Главная Новости Биография Статьи Переводы Словарь Публикации Платоновское общество Искусство войны Почтовый ящик Форум Ссылки Все содержание (C) Copyright SVETLOV & Co, 2002 |
В 2002 г. в издательстве 'Амфора' в серии 'Личная библиотека Борхеса' выйдет замечательная книга античного писателя Элиана 'История животных' (в пер. О. Асташовой). В качестве предварительного знакомства предлагаем вашему вниманию послесловие к этой книге.
Р. Светлов.
Борхес неслучайно заинтересовался 'Историей животных' Элиана[1] . И не только потому, что в свое время он сам написал 'Бестиарий', где рассказал о причудливых животных, созданных фантазией людей. Римский ритор, писавший на почти безукоризненном аттическом языке, был интересен Борхесу еще и по той причине, что умел непринужденно объединять в своих книгах самый разнородный материал.
..........
=== ЗАДАНИЯ ===
1) Перескажите текст о книге Элиана в двух предложениях.
2) Выведите без изменений отрывок из текста о книге Элиана: всё от слов «Р. Светлов.» и ниже вплоть до слов «самый разнородный материал.».
..........
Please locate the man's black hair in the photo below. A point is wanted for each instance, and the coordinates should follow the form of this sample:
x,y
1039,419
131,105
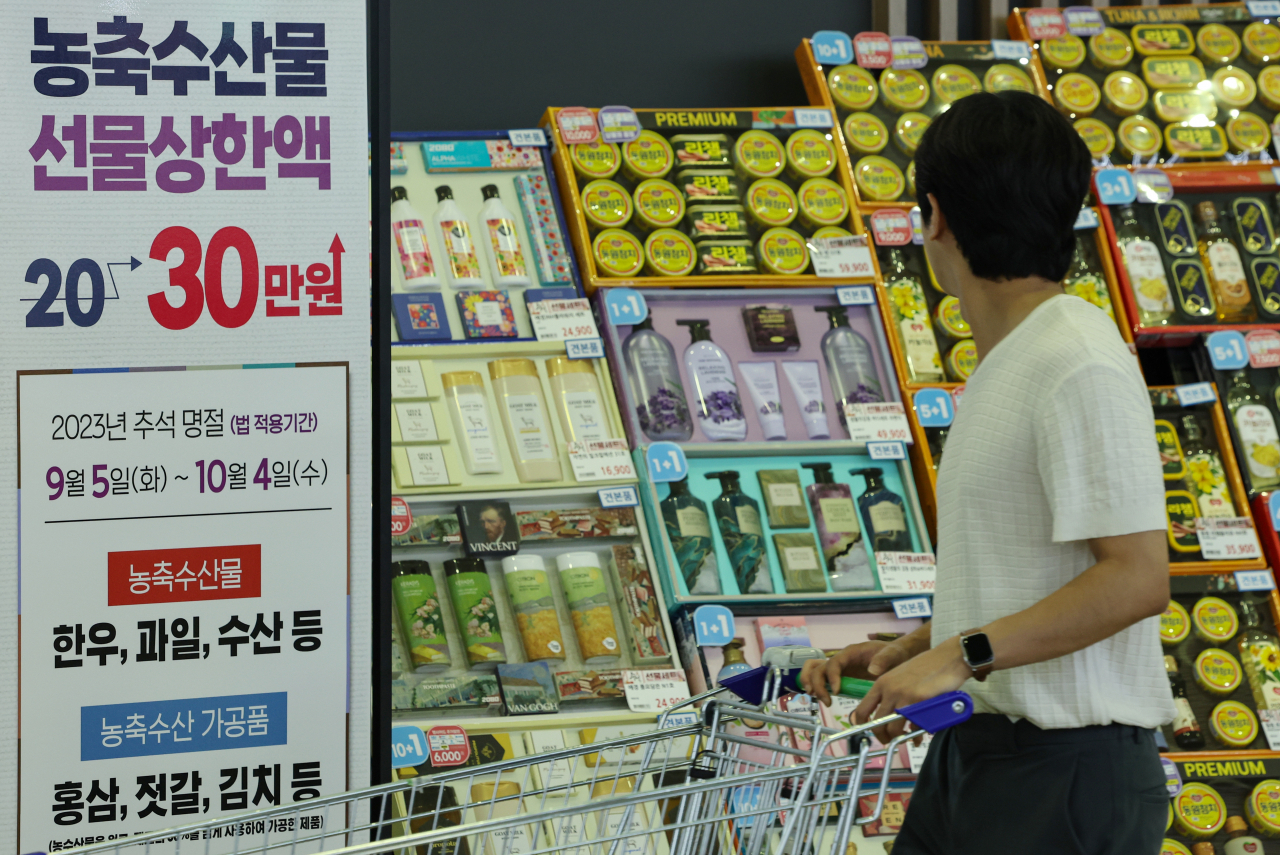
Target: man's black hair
x,y
1010,174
..........
=== ОТВЕТЫ К ЗАДАНИЯМ ===
1) В 2002 году издательство «Амфора» в серии «Личная библиотека Борхеса» выпустит книгу античного писателя Элиана «История животных» в переводе О. Асташовой, а в качестве предварительного знакомства читателям предлагается послесловие к ней. Борхес заинтересовался этой книгой неслучайно: он сам написал «Бестиарий», а римский ритор был интересен ему умением непринужденно объединять в своих книгах самый разнородный материал.

2)
Р. Светлов.
Борхес неслучайно заинтересовался 'Историей животных' Элиана[1] . И не только потому, что в свое время он сам написал 'Бестиарий', где рассказал о причудливых животных, созданных фантазией людей. Римский ритор, писавший на почти безукоризненном аттическом языке, был интересен Борхесу еще и по той причине, что умел непринужденно объединять в своих книгах самый разнородный материал.